Reproduce the listing below verbatim, starting at the line that contains "in gray hoodie." and ending at the line that contains "(802, 379), (955, 727)", including both of those lines.
.....
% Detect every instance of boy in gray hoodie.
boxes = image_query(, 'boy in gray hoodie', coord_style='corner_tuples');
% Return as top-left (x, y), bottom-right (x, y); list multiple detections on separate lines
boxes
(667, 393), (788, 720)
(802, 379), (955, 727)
.....
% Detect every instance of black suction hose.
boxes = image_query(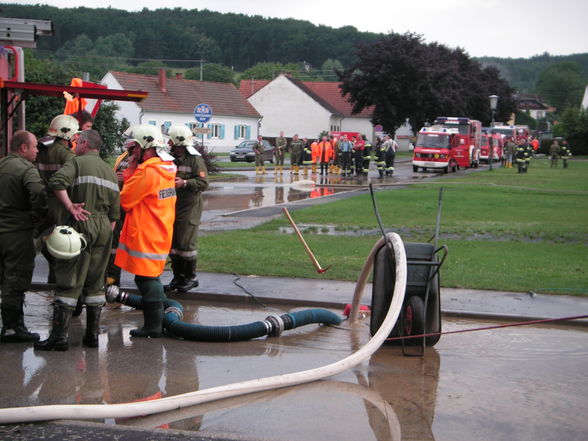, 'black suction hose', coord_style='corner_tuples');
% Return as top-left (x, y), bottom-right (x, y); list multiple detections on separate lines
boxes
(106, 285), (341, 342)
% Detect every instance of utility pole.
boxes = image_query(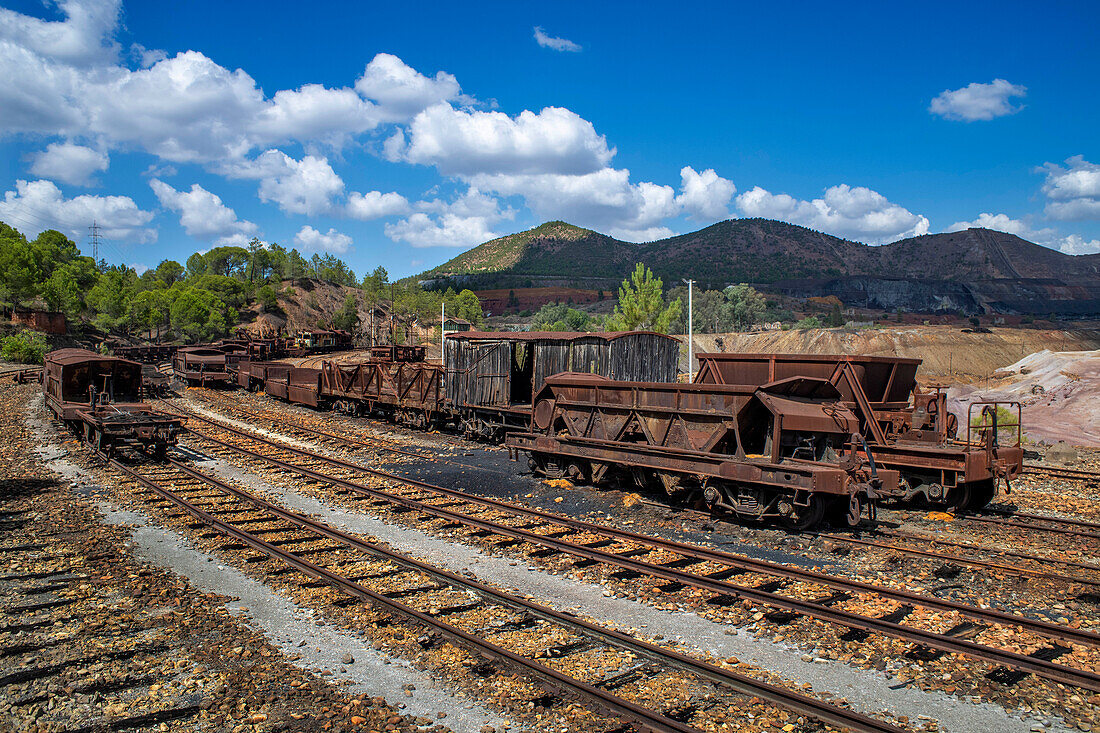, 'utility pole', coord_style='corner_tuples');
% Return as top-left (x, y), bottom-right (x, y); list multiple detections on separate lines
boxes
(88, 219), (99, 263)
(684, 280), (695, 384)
.....
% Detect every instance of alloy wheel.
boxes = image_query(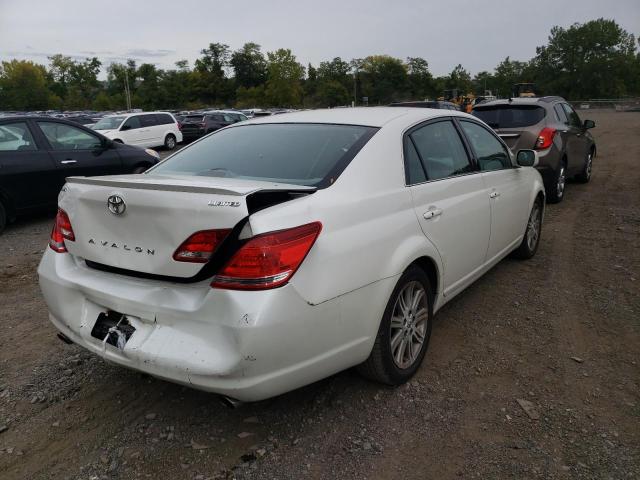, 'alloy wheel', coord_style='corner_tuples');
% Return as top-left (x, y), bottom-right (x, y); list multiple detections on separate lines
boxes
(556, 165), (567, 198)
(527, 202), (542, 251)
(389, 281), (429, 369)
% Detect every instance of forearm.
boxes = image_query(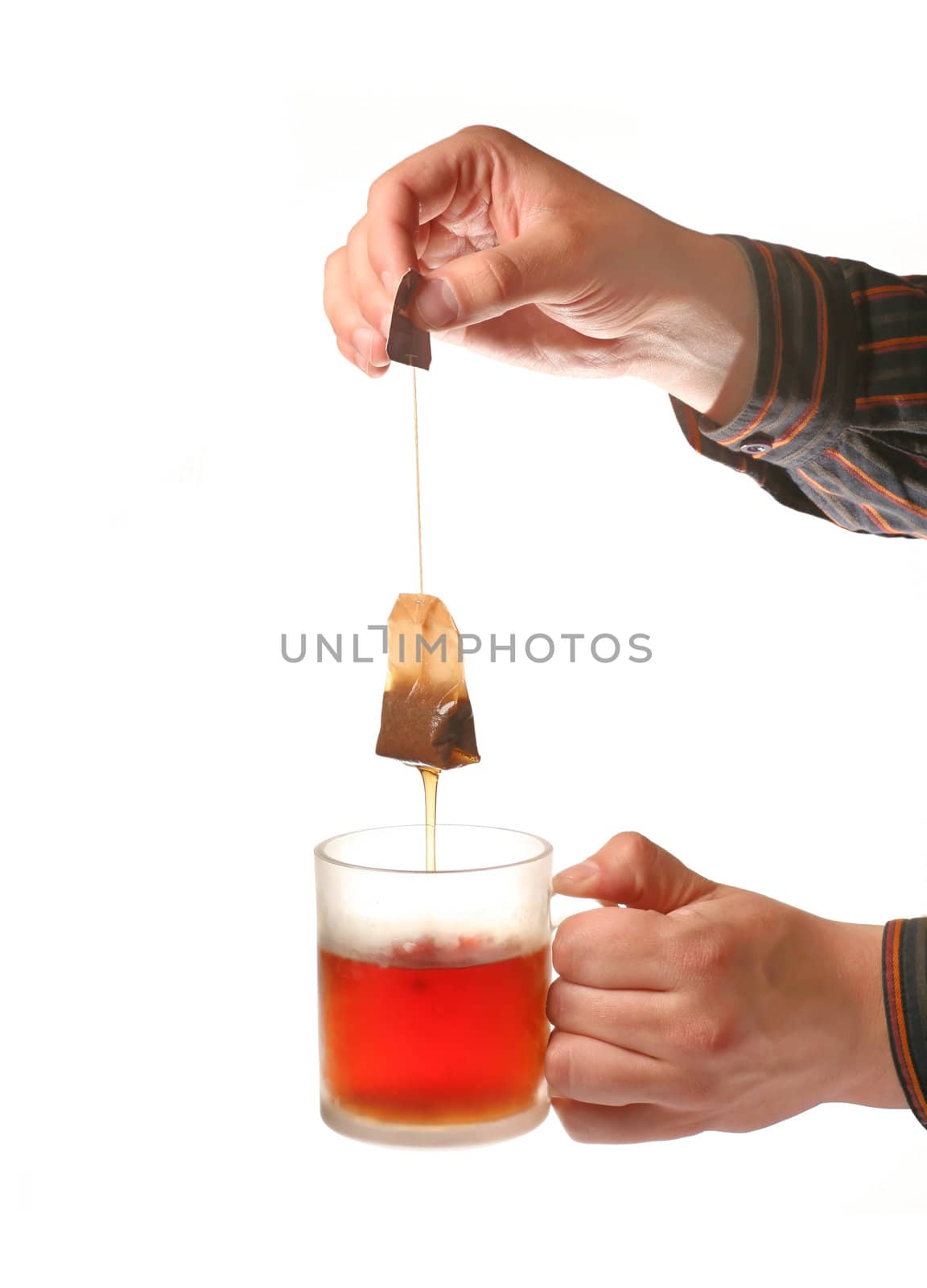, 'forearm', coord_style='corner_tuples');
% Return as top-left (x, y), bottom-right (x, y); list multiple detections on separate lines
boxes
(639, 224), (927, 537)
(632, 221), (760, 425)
.....
CORRECT ANSWER:
% Detect every instance of boy in gray hoodie.
boxes = image_query(, 'boy in gray hoodie', coord_style='corner_tuples');
% Return as top-left (x, y), bottom-right (x, y); list multiple detections on separate lines
boxes
(667, 393), (788, 720)
(802, 379), (955, 727)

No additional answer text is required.